** Start **

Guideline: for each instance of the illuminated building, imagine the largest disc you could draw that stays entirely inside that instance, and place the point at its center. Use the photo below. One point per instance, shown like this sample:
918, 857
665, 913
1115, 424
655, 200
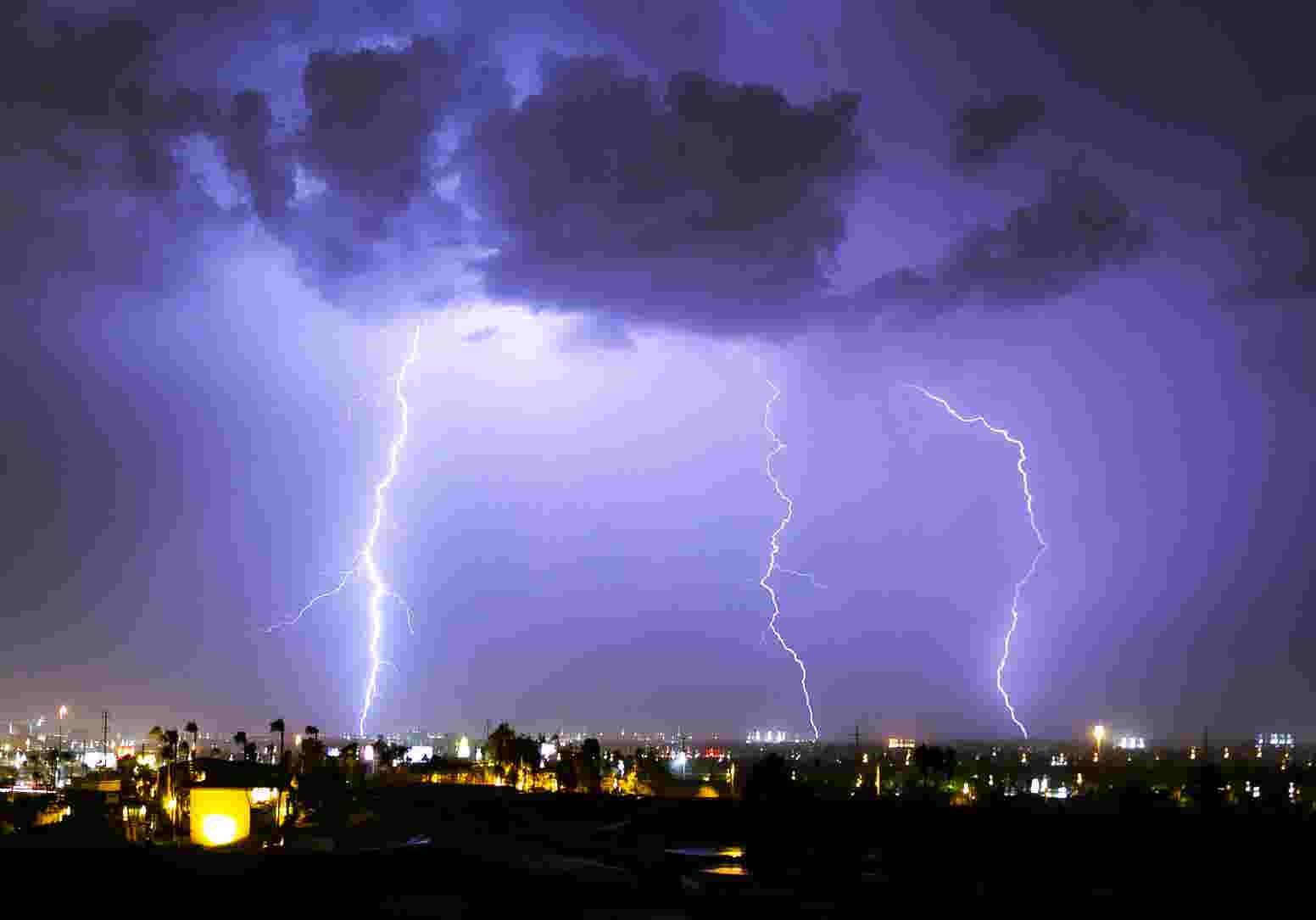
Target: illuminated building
1275, 739
228, 798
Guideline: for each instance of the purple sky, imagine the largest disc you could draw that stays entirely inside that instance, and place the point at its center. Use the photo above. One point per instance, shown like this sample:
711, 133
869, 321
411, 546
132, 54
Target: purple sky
221, 231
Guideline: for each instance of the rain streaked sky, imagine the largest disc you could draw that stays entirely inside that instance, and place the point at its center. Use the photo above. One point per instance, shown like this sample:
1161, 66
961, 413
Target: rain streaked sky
616, 228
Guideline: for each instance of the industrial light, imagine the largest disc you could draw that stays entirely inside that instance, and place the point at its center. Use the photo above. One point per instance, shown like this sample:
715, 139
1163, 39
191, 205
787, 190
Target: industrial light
219, 829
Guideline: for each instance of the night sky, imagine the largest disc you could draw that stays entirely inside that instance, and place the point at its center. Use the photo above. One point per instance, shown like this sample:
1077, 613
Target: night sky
615, 223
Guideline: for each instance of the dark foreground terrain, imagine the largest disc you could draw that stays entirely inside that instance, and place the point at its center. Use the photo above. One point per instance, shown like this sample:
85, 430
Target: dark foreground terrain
465, 852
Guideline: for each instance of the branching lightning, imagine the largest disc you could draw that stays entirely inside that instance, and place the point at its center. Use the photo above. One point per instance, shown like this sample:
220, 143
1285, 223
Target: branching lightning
775, 548
379, 588
1032, 520
365, 561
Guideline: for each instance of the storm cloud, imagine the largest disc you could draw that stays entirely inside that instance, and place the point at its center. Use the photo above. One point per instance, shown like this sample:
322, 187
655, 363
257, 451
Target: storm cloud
984, 129
713, 205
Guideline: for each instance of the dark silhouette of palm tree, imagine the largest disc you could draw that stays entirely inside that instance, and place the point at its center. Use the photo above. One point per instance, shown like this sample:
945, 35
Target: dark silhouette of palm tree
276, 726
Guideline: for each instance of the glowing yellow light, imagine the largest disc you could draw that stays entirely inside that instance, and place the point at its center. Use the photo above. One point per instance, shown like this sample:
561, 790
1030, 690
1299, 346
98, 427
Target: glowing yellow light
220, 817
219, 829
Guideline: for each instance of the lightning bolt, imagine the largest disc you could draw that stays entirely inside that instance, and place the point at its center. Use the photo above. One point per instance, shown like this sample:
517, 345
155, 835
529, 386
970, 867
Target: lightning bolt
1032, 520
778, 446
379, 590
365, 561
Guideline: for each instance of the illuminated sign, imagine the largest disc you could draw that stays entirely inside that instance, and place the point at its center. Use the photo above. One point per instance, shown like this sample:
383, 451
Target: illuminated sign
417, 753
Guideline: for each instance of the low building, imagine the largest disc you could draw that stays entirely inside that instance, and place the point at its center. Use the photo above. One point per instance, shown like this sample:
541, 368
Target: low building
229, 799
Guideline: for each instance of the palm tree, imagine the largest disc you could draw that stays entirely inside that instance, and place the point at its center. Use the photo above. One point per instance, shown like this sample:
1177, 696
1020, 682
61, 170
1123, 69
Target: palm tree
276, 726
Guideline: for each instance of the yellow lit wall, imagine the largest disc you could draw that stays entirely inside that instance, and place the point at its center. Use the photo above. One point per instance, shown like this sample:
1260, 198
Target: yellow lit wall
220, 817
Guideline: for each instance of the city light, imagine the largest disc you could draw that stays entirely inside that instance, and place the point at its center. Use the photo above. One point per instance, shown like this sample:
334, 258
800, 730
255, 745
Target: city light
219, 829
220, 817
775, 548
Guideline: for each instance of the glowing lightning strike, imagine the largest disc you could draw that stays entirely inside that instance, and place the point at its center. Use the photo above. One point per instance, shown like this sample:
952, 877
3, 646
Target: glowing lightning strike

** End **

» **Task description**:
Copy the rows word for word, from the line containing "Guideline: for each instance of the glowing lightning" up to and including the last line of the rows.

» **Result for this task**:
Guideline: for each instance of the glowing lightning strike, imagine the largest disc you could draw that stays entirely inside that instance, and place the point at its center. Use the photo above. One point per instance, shown like this sample:
952, 877
3, 646
Target: glowing lightning strike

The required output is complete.